_YOUR OBJECTIVE_.
Please rewrite everything in the records from the line containing "Where can the flying" down to the line containing "pixel 561 223", swapping "sneaker" for "shoe" and keeping all else the same.

_RECORDED DATA_.

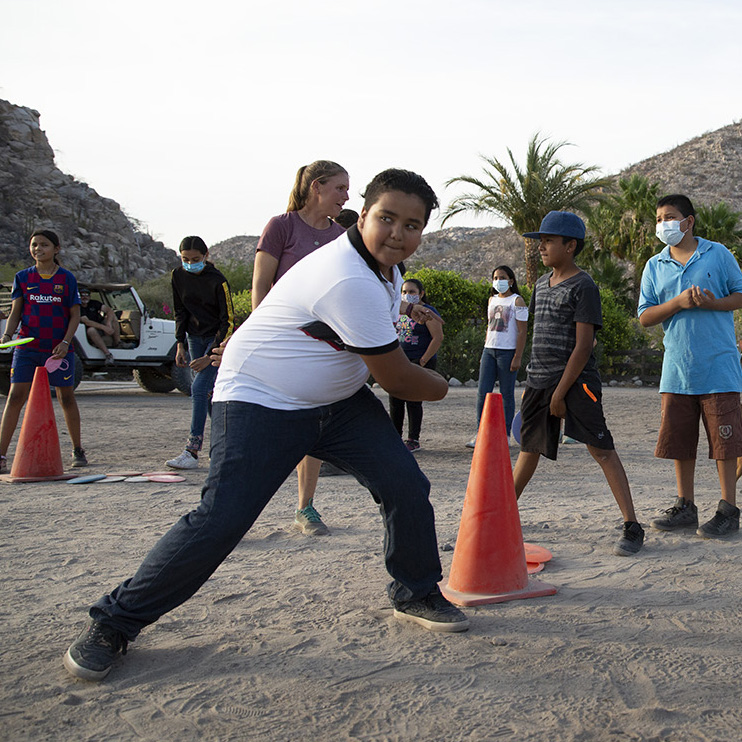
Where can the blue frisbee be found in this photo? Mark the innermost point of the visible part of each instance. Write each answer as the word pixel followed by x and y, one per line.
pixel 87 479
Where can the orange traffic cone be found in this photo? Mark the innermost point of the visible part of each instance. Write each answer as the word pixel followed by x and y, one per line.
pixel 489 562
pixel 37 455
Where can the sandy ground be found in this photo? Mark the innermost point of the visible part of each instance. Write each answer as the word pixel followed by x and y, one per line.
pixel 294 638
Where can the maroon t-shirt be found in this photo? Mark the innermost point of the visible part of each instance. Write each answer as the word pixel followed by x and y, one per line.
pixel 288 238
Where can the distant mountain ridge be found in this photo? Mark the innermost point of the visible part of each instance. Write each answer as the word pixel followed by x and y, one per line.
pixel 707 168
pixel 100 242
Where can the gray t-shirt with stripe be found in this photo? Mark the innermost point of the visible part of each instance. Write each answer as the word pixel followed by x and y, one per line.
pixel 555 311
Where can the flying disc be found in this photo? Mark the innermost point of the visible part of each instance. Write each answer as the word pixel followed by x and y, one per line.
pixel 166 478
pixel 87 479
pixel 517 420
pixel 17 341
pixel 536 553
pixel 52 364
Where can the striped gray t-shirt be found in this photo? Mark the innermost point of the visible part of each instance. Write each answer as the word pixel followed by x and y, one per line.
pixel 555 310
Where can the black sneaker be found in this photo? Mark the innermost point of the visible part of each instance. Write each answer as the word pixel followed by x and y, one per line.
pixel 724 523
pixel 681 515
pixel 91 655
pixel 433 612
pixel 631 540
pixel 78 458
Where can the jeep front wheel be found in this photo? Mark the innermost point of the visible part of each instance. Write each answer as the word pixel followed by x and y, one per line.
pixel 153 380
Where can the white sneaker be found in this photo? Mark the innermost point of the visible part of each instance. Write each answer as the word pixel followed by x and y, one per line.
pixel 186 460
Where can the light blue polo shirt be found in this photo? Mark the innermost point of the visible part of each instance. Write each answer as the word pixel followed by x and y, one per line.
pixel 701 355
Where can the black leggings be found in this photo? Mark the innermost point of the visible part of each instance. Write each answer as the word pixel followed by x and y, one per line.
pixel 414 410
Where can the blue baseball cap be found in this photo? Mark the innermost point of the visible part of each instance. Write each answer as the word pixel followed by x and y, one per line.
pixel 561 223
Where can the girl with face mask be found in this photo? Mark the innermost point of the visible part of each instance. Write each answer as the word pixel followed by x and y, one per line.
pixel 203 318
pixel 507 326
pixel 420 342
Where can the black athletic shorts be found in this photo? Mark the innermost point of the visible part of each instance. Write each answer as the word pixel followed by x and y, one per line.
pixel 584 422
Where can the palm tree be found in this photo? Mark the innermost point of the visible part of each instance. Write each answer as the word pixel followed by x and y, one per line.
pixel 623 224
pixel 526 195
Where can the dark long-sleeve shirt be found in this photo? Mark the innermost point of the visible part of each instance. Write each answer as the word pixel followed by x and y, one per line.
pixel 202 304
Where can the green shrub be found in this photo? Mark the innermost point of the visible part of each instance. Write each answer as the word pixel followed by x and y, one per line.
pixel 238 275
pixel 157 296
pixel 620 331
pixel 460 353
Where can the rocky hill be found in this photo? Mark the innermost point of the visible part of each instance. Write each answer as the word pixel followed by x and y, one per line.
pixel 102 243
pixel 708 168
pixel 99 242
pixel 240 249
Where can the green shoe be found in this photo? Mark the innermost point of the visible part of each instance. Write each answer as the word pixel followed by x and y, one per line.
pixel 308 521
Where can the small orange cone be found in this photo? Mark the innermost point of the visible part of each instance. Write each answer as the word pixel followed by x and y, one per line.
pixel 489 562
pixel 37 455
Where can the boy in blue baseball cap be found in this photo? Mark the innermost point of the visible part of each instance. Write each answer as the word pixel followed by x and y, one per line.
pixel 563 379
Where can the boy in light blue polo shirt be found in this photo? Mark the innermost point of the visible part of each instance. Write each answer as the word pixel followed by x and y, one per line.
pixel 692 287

_RESULT OF THIS TASK_.
Where can the flying disc be found in this photo? Mark the innermost point of the visible part of each instance. Write each answer as the word pixel followed by x and y, one per line.
pixel 166 478
pixel 87 479
pixel 517 420
pixel 17 341
pixel 536 553
pixel 52 364
Where can the striped gray t-shirt be found in this photo? Mark the innermost point of the visible part of each instance. Write each answer as the word pixel followed by x and y, one per line.
pixel 555 310
Where can the black shoe be found in this photo? Mark the innermost point of the visible part of each instance. Write each answer as the word pixel followed by x and y, one per line.
pixel 724 523
pixel 681 515
pixel 91 655
pixel 433 612
pixel 631 540
pixel 78 458
Where can the jeep front wheel be found in this photo? Mark the innermost point of the visible part of each instance. Write each answer as the word pixel followed by x and y, one per line.
pixel 153 380
Where can the white shoe be found in this photo? Mark the innermost point of the visible part of each instance. Write each answer as the word pixel followed by x and y, one per line.
pixel 186 460
Where can the light blue polo shirt be found in this photo? Mark the innermost point of the visible part of each instance. Write each answer as the word pixel followed by x and y, one per line.
pixel 701 355
Where can the black leggings be found in this photo? Mark the innermost point of the visible part of each instance. Write each answer as the word pixel followed by x and y, one per line.
pixel 414 410
Where can the blue baseball cap be found in this photo? Mark the innermost point of the visible part of each instance. Write each answer as the word pixel followed by x and y, one per line.
pixel 561 223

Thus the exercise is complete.